● Task to complete:
Please reproduce each of the rows below word for word, leaving the pictures out.

====================

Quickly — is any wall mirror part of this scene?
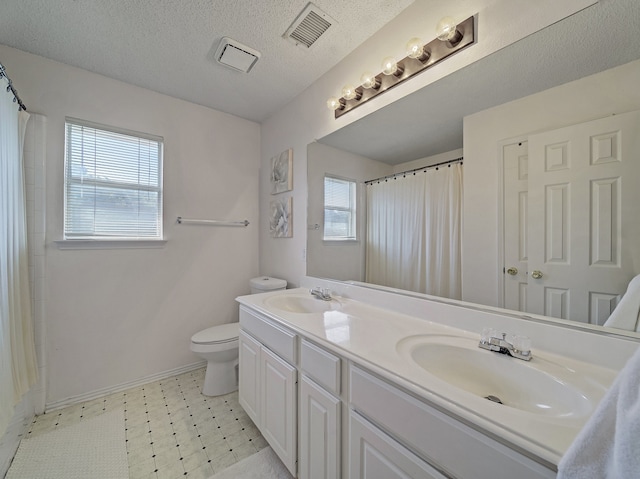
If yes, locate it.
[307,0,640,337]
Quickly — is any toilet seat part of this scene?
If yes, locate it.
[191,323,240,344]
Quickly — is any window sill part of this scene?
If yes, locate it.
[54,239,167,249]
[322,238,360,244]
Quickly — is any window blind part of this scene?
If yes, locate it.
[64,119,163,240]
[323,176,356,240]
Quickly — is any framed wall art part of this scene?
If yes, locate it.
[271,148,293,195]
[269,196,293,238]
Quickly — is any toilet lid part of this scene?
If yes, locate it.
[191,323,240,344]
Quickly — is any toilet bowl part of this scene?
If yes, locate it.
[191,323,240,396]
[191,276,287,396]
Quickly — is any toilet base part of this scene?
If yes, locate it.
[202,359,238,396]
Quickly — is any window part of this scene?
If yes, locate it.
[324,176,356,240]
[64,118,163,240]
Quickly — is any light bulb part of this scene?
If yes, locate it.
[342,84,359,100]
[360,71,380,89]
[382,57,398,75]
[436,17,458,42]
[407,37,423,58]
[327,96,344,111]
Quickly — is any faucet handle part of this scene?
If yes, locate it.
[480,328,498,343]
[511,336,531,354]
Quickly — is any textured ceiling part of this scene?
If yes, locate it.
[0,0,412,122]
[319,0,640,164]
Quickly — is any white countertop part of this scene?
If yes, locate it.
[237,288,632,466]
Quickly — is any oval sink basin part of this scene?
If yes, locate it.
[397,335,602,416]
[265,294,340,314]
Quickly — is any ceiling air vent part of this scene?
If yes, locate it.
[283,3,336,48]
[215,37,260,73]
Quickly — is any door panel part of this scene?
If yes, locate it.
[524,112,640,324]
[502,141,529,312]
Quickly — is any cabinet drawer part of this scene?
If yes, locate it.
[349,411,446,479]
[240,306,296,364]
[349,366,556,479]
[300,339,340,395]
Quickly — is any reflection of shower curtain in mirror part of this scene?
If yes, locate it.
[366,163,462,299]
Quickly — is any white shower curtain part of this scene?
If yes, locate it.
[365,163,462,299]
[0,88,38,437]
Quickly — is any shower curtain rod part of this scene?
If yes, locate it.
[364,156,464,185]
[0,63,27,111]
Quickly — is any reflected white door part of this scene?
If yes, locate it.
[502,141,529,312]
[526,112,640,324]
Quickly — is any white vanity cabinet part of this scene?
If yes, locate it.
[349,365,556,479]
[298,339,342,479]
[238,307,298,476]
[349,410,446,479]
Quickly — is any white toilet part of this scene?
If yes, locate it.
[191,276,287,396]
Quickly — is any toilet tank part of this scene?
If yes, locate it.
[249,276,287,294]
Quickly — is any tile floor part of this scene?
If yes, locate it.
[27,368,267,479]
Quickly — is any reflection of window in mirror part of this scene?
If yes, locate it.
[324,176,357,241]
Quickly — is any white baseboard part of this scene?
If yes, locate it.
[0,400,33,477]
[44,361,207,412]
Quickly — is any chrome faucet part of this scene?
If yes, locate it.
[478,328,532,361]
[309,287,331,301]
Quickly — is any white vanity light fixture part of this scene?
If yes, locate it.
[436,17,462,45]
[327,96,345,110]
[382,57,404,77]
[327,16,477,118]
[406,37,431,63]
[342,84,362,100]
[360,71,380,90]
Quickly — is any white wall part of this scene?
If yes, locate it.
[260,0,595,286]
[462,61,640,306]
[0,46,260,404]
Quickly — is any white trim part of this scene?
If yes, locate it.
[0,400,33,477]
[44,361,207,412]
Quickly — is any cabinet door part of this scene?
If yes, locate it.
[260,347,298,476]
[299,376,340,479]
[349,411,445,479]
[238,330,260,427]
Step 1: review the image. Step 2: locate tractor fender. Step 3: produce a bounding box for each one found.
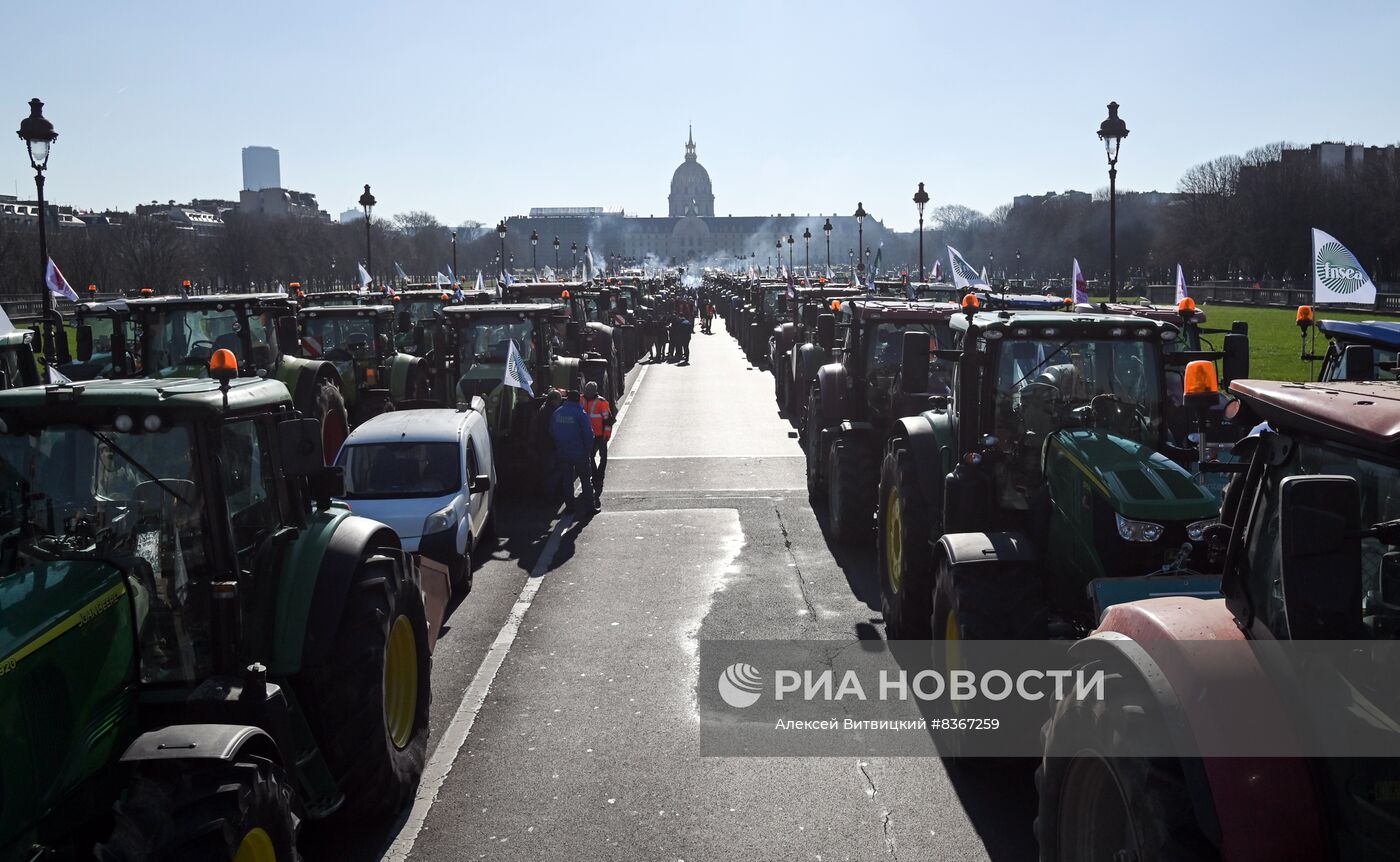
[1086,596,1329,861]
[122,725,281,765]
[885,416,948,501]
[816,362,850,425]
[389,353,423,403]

====================

● Expected answer:
Quickly — is any wall mirror part of this scene?
If yes, locate it.
[307,0,640,337]
Quickly — is any toilet seat part of this scene?
If yes, locate it.
[191,323,240,344]
Quickly — is any window sill part of this scene?
If yes, locate it.
[54,239,167,249]
[322,238,360,244]
Quickly — is any window blind part of this scene?
If yes, locate it.
[64,119,163,240]
[323,176,356,240]
Quickly — is any framed wall art part of this scene?
If yes, locate it.
[271,148,293,195]
[269,196,293,238]
Quickly — is any toilet lid part of this scene?
If yes, locate it.
[191,323,240,344]
Quickly — is any toilet bowl part of this scene?
If yes, locate it.
[191,323,240,396]
[191,276,287,396]
Quickly — is any toilet base part of this scene?
If yes, locate it.
[202,359,238,396]
Quickly — is any window part of this scene?
If yes, locate it.
[324,176,356,240]
[64,118,163,240]
Quickly — is any light bulb part of this scene?
If yes, locate it.
[342,84,359,100]
[360,71,380,89]
[382,57,398,75]
[436,17,458,42]
[407,37,423,58]
[327,96,344,111]
Quickly — is any faucet handle part of this scene?
If yes, locate it.
[480,328,498,343]
[511,336,531,354]
Quickly — is any textured ceiling part of this scene?
If yes, locate it.
[0,0,412,122]
[319,0,640,164]
Quickly — is any white countertop part of this scene?
If yes, locate it.
[237,288,632,466]
Quickly — is any oval sink basin part of this scene?
If yes, locate it.
[397,335,602,416]
[265,294,340,314]
Quickly — is any ceiling air vent part of this scene?
If yes, locate it.
[283,3,336,48]
[215,37,260,73]
Quickly — is any door panel part of this scene?
If yes, locate it.
[524,112,640,324]
[502,141,529,312]
Quickly — is any cabinet drawer part of this scene?
If yes, locate it.
[349,411,446,479]
[240,306,296,364]
[349,366,556,479]
[300,339,340,395]
Quickly — is any reflection of shower curtain in mirror part of this scene?
If yes, locate it.
[366,163,462,299]
Quickly — is any white shower curtain part of this scene?
If yes, locate it.
[365,163,462,299]
[0,88,38,437]
Quickly — is any shower curtain rod part of this scene?
If yes, locate it.
[364,156,464,185]
[0,63,27,111]
Quickly — is any reflected white door part of this scene?
If yes, locate it.
[502,141,529,312]
[526,112,640,324]
Quickly — is any white vanity cabinet part of this scene?
If yes, locate it.
[349,365,556,479]
[298,339,342,479]
[238,307,298,476]
[349,410,446,479]
Quickly — is any white toilet part of this scene?
If yes, locate it.
[191,276,287,396]
Quickly — is any toilet tank part of this scene?
If yes, locate it.
[249,276,287,294]
Quickly — is any tile floor part of this scene?
If yes, locate it.
[27,368,267,479]
Quickly — is any reflection of window in mirror part of this scene?
If yes, locate it.
[324,176,357,241]
Quickly — is any white baseboard part of this scene?
If yes, locate it.
[0,400,33,477]
[44,361,207,412]
Quickly — is any chrome faucet part of this scene?
If yes, locate it.
[478,328,532,361]
[309,287,331,301]
Quickly — is any white vanity light fixture part of this scene?
If yes, locate it.
[436,17,462,45]
[327,96,345,110]
[382,57,404,77]
[327,16,477,118]
[406,37,431,63]
[342,84,362,100]
[360,71,380,90]
Quickly — is any white wall part of this scene?
If yes, locate it.
[260,0,595,286]
[462,61,640,306]
[0,46,260,404]
Quickly — is any white trim part of this scene?
If yes, locate it.
[0,400,33,477]
[44,361,207,412]
Quickly — is any cabinet door part of this scene?
If yes, locate it.
[260,347,298,476]
[299,376,340,479]
[349,411,445,479]
[238,330,260,427]
Step 1: review the image. Step 2: locate tractor fender. Step 3: produce a bounding box for each one found.
[1086,596,1329,861]
[122,725,281,765]
[885,416,948,501]
[816,362,850,425]
[389,353,423,403]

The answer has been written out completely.